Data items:
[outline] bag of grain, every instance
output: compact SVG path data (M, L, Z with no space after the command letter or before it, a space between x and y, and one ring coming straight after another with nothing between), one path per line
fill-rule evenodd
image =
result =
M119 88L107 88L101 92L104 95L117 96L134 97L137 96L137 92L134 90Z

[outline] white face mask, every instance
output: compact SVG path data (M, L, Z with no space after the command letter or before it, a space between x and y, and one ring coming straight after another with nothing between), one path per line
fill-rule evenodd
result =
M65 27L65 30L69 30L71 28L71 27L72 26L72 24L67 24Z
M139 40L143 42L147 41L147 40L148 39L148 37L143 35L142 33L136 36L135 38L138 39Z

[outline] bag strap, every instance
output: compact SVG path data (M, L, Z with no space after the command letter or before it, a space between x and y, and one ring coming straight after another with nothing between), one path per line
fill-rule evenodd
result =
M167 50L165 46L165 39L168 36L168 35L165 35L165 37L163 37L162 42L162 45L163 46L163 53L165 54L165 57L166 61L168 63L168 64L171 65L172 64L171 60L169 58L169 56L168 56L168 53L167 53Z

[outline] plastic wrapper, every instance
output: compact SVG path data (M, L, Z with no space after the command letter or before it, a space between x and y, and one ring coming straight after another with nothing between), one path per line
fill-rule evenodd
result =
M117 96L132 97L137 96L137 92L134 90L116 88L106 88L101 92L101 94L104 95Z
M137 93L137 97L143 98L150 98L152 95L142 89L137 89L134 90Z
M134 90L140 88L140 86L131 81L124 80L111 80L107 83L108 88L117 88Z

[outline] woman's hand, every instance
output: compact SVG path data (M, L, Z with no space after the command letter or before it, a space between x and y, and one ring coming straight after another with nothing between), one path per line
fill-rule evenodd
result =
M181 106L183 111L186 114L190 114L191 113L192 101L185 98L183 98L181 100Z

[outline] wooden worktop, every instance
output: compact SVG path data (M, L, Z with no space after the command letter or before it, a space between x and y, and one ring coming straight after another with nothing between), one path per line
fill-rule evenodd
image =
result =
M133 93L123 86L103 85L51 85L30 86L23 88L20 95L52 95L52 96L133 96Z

◆ DIRECTIONS ◆
Starting at the line that has "[outline] woman's hand, every instance" and continuing through the last of the rows, rewrite those lines with "wooden" changed to "marble" and everything else left as it is.

◆ RESULT BELOW ◆
[outline] woman's hand, every instance
output: compact SVG path data (M, L, Z with no space after the command letter or before it, a space between x and y, and one ring coming straight after another with nothing between), one path per line
fill-rule evenodd
result =
M181 106L183 111L186 114L190 114L191 113L192 101L185 98L183 98L181 100Z

[outline] marble worktop, every instance
output: compact SVG path data (M, L, Z with no space after the command letter or before it, a space between x and y, and one ring coming straight after another with nothing between), one path per line
fill-rule evenodd
image =
result =
M133 93L123 86L103 85L51 85L30 86L23 88L20 95L52 95L52 96L133 96Z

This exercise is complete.